> HOW TO COMPLETE THIS TASK
Copy every entry verbatim and skip the pictures.

> PROVIDED RECORDS
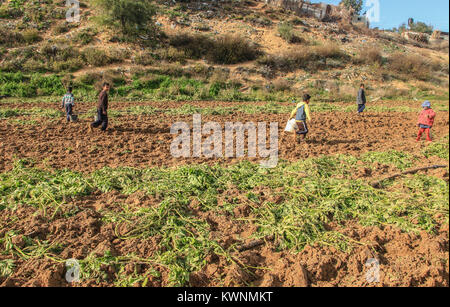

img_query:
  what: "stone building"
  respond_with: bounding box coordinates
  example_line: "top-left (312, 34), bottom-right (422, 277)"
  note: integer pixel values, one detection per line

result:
top-left (264, 0), bottom-right (369, 26)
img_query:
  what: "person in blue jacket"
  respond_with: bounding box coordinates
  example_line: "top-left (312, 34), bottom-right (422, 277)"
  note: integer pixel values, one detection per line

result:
top-left (289, 93), bottom-right (312, 146)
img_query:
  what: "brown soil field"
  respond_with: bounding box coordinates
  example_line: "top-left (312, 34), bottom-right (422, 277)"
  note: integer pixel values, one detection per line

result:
top-left (1, 102), bottom-right (449, 172)
top-left (0, 195), bottom-right (448, 287)
top-left (0, 100), bottom-right (449, 287)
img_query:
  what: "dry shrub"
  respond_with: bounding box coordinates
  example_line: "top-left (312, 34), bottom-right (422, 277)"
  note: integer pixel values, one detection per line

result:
top-left (169, 33), bottom-right (213, 59)
top-left (76, 72), bottom-right (103, 85)
top-left (388, 52), bottom-right (432, 81)
top-left (376, 32), bottom-right (408, 45)
top-left (158, 46), bottom-right (186, 63)
top-left (258, 43), bottom-right (346, 72)
top-left (189, 64), bottom-right (210, 79)
top-left (133, 51), bottom-right (154, 66)
top-left (271, 79), bottom-right (292, 92)
top-left (313, 43), bottom-right (344, 59)
top-left (374, 87), bottom-right (410, 99)
top-left (158, 63), bottom-right (185, 77)
top-left (82, 48), bottom-right (111, 67)
top-left (0, 29), bottom-right (24, 47)
top-left (338, 84), bottom-right (356, 95)
top-left (93, 70), bottom-right (123, 92)
top-left (432, 40), bottom-right (449, 53)
top-left (257, 54), bottom-right (290, 70)
top-left (356, 46), bottom-right (383, 65)
top-left (107, 48), bottom-right (131, 63)
top-left (210, 69), bottom-right (230, 84)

> OUTPUT OF THE TASK
img_query:
  what: "stone building"
  respond_with: bounding box coordinates
  example_line: "top-left (312, 34), bottom-right (422, 277)"
  note: integer pixel values, one detection per line

result:
top-left (264, 0), bottom-right (369, 26)
img_query:
  what: "person in blue jacket"
  respond_with: bounding box coordinates
  example_line: "top-left (312, 34), bottom-right (422, 277)"
  note: integer pixel values, one detection per line

result:
top-left (289, 93), bottom-right (312, 146)
img_query:
  what: "brown soil field"
  respond_with: bounding box coordinates
  example_line: "top-left (312, 34), bottom-right (422, 277)"
  note: integer pixel values, one detection per line

result:
top-left (1, 102), bottom-right (449, 172)
top-left (0, 195), bottom-right (448, 287)
top-left (0, 100), bottom-right (449, 287)
img_query:
  what: "dry shrub"
  respond_with: bounding box coordinates
  example_line: "top-left (312, 34), bottom-right (422, 277)"
  note: integer pixel values, one detection per line

result:
top-left (169, 33), bottom-right (213, 59)
top-left (76, 72), bottom-right (103, 85)
top-left (388, 52), bottom-right (432, 81)
top-left (376, 32), bottom-right (408, 45)
top-left (158, 46), bottom-right (186, 63)
top-left (258, 43), bottom-right (346, 72)
top-left (189, 64), bottom-right (210, 79)
top-left (133, 51), bottom-right (154, 66)
top-left (271, 79), bottom-right (292, 92)
top-left (313, 43), bottom-right (344, 59)
top-left (374, 87), bottom-right (410, 99)
top-left (158, 63), bottom-right (185, 77)
top-left (82, 48), bottom-right (111, 67)
top-left (0, 29), bottom-right (24, 47)
top-left (338, 84), bottom-right (356, 95)
top-left (93, 70), bottom-right (123, 92)
top-left (432, 40), bottom-right (449, 53)
top-left (257, 54), bottom-right (290, 70)
top-left (356, 46), bottom-right (383, 65)
top-left (107, 48), bottom-right (131, 63)
top-left (210, 69), bottom-right (230, 84)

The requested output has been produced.